----- EXTRACTED RECORDS -----
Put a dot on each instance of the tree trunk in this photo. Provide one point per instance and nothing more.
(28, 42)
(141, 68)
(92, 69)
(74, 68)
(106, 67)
-----
## DIRECTION
Reproduce the data above word for word, keeping every line intact.

## FINISHED EXERCISE
Put a dot on each instance of the tree trunk in this photo. Provide one point per instance and nothing more.
(28, 42)
(141, 68)
(92, 69)
(74, 68)
(106, 67)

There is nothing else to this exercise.